Lesetext

Hilfe zwischen Mitleid und Lust auf Bühne
Die Freude darüber, nach – oder trotz – Corona wieder auf der Bühne zu stehen, traf gestern Nachmittag zusammen mit dem Anspruch, etwas Sinnvolles zu tun. Während zur gleichen Zeit in Berlin am Brandenburger Tor Peter Maffay, Boss Hoss, Rae Garvey, Natalia Klitschko, Marius Müller-Westernhagen, Silbermond, Mark Forster, Sarah Connor und andere auftraten, spielten in Ziegenhain Die Handwerkers, Michael Rohstock, Danny Ziegert, Michaela Deußen, Christian Bergmann & die Nordhessen 3, Phil Schaller sowie Four In Hand, außerdem tanzten die Redman-Boot-Spurs, die Schwälmer Volkstanzgruppe Röllshausen und die Showtanzgruppe Piccolas.
Zum Auftakt spielten „Die Handwerkers“, eine Band um Jan Heidenreich. Die Tanz- und Trachtengruppe Röllshausen war mit ihren Kindern unter der Leitung von Cornelia Lang dabei. Zu sehen gab es Schwälmer Tänze und auch den Volkstanz-Klassiker Sternenpolka. Michael Rohstock spielte mit Liedern wie Imagine von John Lennon oder Dreamer von Ozzy Osbourne zwei der gerade oft gesungen Lieder zum dauernd präsenten Thema des Nachmittags, die außerdem zum Mitsingen anregten. Die Line-Dancer aus Rodemann brachten das Publikum „auf Linie“ und Danny Ziegert steuerte die Klassiker Blowing In The Wind (Bob Dylan), Where Have All The Flowers Gone (Pete Seeger) und Hallelujah (Leonard Cohen) bei.
Abwechslungsreiches zwischen Dudelsack und Country-Gitarre
Während der Umbaupause auf der Bühne marschierte Michaela Deußen mit dem Dudelsack mitten durch das Publikum und sorgte – vor allem mit Amazing Grace – für ein wenig Gänsehaut. Christian Bergmann und seine drei musikalischen Begleiter aus Nordhessen können vor allem eins: Johnny Cash. Der hat gerne im Knast gespielt, Christian Bergmann jetzt wenigstens vor dem Ziegenhainer Gefängnistor. Walk The Line und Ring Of Fire können auch Menschen mitsingen, die das große Vorbild Johnny Cash nie erlebt haben.

[Datensätze aus einer Datenquelle]

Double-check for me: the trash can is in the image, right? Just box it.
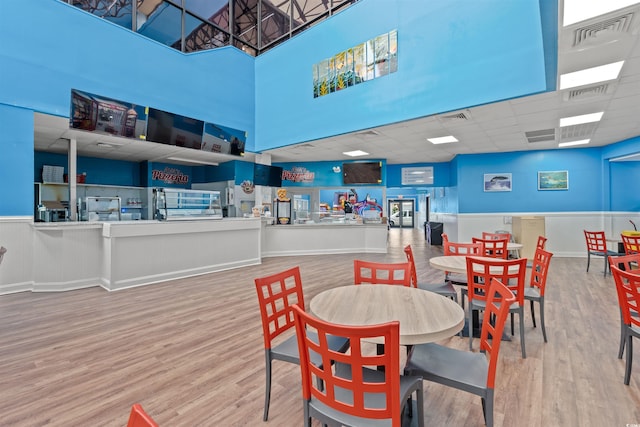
[427,221,444,246]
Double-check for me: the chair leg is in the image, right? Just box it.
[538,297,547,342]
[624,332,633,385]
[618,311,626,359]
[529,300,536,328]
[518,307,527,359]
[262,350,272,421]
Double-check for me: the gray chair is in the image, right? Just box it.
[404,279,516,427]
[293,306,424,427]
[610,263,640,385]
[255,267,349,421]
[404,245,458,302]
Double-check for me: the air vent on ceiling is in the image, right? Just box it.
[402,166,433,185]
[438,110,471,124]
[573,12,634,47]
[524,129,556,143]
[356,130,380,138]
[564,83,609,101]
[560,122,599,139]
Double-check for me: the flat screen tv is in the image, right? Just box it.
[342,162,382,184]
[253,163,282,187]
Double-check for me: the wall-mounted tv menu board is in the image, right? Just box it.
[342,161,382,184]
[253,163,282,187]
[69,89,247,156]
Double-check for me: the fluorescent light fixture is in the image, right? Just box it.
[167,157,218,166]
[560,111,604,128]
[427,135,458,144]
[562,0,638,27]
[558,139,591,147]
[342,150,369,157]
[560,61,624,90]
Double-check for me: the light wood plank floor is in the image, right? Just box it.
[0,229,640,427]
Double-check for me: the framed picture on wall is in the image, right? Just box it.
[484,173,511,191]
[538,171,569,190]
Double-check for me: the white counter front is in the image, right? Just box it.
[262,224,389,257]
[32,218,261,291]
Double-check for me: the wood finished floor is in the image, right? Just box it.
[0,229,640,427]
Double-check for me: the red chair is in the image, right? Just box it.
[443,235,482,292]
[127,403,158,427]
[255,267,349,421]
[463,257,527,359]
[353,259,411,287]
[620,233,640,255]
[610,257,640,385]
[609,254,640,359]
[471,237,509,259]
[584,230,619,276]
[524,246,553,342]
[404,279,516,427]
[293,305,424,427]
[404,245,458,301]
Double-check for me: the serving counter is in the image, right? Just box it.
[262,223,389,257]
[33,218,261,291]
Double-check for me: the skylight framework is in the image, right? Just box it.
[66,0,359,56]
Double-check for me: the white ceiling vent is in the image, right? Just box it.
[564,83,609,101]
[402,166,433,185]
[524,129,556,144]
[573,12,634,47]
[438,110,471,124]
[560,122,599,139]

Aufgaben
1 > Entnimm dem Lesetext wortgetreu den Abschnitt, der mit den Worten „Abwechslungsreiches zwischen Dudelsack“ beginnt und mit „nie erlebt haben.“ endet.
2 > Mit welchem Stück sorgte Michaela Deußen laut Lesetext vor allem für Gänsehaut?
Die Datensätze braucht man für die Bearbeitung nicht.

Lösungen
1 >
Abwechslungsreiches zwischen Dudelsack und Country-Gitarre
Während der Umbaupause auf der Bühne marschierte Michaela Deußen mit dem Dudelsack mitten durch das Publikum und sorgte – vor allem mit Amazing Grace – für ein wenig Gänsehaut. Christian Bergmann und seine drei musikalischen Begleiter aus Nordhessen können vor allem eins: Johnny Cash. Der hat gerne im Knast gespielt, Christian Bergmann jetzt wenigstens vor dem Ziegenhainer Gefängnistor. Walk The Line und Ring Of Fire können auch Menschen mitsingen, die das große Vorbild Johnny Cash nie erlebt haben.

2 > Mit Amazing Grace.